### EXERCISE A:
In the thyroid passage, what other name is given for Graves disease?
### EXERCISE B:
Besides drawing blood, which methods of diagnosing a thyroid condition does the thyroid passage name? List each one.
### EXERCISE C:
Please copy the thyroid passage word for word, between "Inflammation of the" and "imbalance of hormones.", inclusive.
-------- PASSAGE PROVIDED --------
Located in your neck, the thyroid is a gland that produces hormones important throughout your body. Hormones act as messengers, moving around the body in the bloodstream. Your thyroid produces multiple hormones with different functions, collectively called thyroid hormones. Thyroid hormones affect many bodily functions, such as metabolism and how you grow, especially as a child.
When your thyroid causes problems, there are different ways your primary care physician or endocrinologist will test your thyroid function and diagnose. Drawing blood is helpful because it allows your physician to test for specific hormones in your blood, such as T3 and T4 (thyroxine), thyroglobulins, thyroid stimulating hormone and more.
Other methods of diagnosing a thyroid condition include a physical exam by your physician, a thyroid scan, thyroid biopsy, thyroid needle aspiration or other imaging tests.
Common disorders include:
Goiter is any swelling or enlarging of the thyroid gland. It can be temporary or permanent, and can be brought on by a number of reasons. You could even develop a goiter if your diet consists of a large amount of goiter promoting foods such as spinach, soybeans or rutabagas.
Although goiter may go away on its own, it can also be treated with medications intended to fix any imbalance of thyroid hormone.
Inflammation of the thyroid gland, thyroiditis could be caused by a variety of underlying conditions. Symptoms may or may not occur, and can vary depending on how swollen your thyroid gland is, as well as which underlying condition(s) are causing your thyroiditis.
Treatment will vary depending on the exact cause of your thyroiditis, though commonly include medication designed to treat any imbalance of hormones.
An overproduction of thyroid hormone, hyperthyroidism speeds up your body’s processes.
Hyperthyroidism is easily managed with anti-thyroid medication that regulates the production of thyroid hormone. Other treatments include radiation therapy and the use of beta blockers to treat symptoms.
Similar to hyperthyroidism, hyperparathyroidism is an overproduction of the parathyroid hormone. There are two types of hyperparathyroidism. Primary hyperparathyroidism is an enlarged parathyroid gland that stimulates overproduction. Secondary hyperparathyroidism is caused when other health issues reduce the amount of calcium in the body, causing an increase of parathyroid hormone levels.
Surgery is the most common treatment. Your physician may suggest no treatment depending on hormone levels.
A very common condition, hypothyroidism is an underproduction of the thyroid hormone.
Hypothyroidism is easily treatable with thyroid hormone replacement therapy.
Also known as Basedow’s disease, Graves disease causes the entire thyroid gland to become enlarged. It is an immune disorder that causes an overproduction of hormones. It is much more common in women.
Medication can be prescribed by your physician to fix the hormone imbalance. Radiation therapy and surgery are also options.
Nodules are lumps in the thyroid. Most thyroid nodules do not cause any symptoms and are benign (noncancerous) in nature.
Unless your nodule(s) are impacting your quality of life, your physician will likely recommend no treatment. In the case of large or cancerous nodules, treatment is often surgery or other targeted therapies.
This type of cancer is easy to treat, but often shows no symptoms until tumors grow to a large size.
Thyroid cancer is easily treated through surgery, hormone therapy or radiation therapy. Your physician may also recommend chemotherapy.
-------- EXTRACTED ENTRIES --------
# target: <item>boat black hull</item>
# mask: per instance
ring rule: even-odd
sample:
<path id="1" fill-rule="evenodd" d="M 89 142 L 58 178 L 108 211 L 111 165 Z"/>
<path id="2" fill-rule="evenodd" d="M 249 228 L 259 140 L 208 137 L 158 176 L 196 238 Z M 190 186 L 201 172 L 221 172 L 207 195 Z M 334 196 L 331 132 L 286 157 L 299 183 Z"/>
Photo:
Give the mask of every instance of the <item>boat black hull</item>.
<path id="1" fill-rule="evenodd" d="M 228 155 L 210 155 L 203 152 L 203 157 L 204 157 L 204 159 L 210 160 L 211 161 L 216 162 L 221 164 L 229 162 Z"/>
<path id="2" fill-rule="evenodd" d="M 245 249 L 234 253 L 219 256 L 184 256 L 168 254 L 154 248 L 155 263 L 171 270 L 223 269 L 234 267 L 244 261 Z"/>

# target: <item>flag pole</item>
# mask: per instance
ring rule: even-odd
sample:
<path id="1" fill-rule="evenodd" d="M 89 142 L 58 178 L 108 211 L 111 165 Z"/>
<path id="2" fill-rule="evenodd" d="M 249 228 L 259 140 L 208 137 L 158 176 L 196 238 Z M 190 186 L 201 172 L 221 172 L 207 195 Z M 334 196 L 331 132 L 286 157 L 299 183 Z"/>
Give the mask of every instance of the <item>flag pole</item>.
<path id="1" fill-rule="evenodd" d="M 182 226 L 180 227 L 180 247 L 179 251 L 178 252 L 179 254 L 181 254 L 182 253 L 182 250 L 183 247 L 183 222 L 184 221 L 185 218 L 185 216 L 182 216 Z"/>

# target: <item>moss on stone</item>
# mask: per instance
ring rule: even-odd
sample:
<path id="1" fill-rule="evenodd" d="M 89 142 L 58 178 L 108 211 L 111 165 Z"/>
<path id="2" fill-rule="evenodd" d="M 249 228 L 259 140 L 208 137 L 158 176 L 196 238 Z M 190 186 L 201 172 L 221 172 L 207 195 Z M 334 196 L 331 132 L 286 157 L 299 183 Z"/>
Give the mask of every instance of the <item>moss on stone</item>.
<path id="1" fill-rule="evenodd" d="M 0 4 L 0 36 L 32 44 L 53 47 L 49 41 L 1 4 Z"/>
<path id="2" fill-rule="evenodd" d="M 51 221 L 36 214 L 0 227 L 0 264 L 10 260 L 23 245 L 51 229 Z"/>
--------
### YOUR SOLUTION A:
Basedow’s disease

### YOUR SOLUTION B:
A physical exam by your physician, a thyroid scan, thyroid biopsy, thyroid needle aspiration, and other imaging tests.

### YOUR SOLUTION C:
Inflammation of the thyroid gland, thyroiditis could be caused by a variety of underlying conditions. Symptoms may or may not occur, and can vary depending on how swollen your thyroid gland is, as well as which underlying condition(s) are causing your thyroiditis.
Treatment will vary depending on the exact cause of your thyroiditis, though commonly include medication designed to treat any imbalance of hormones.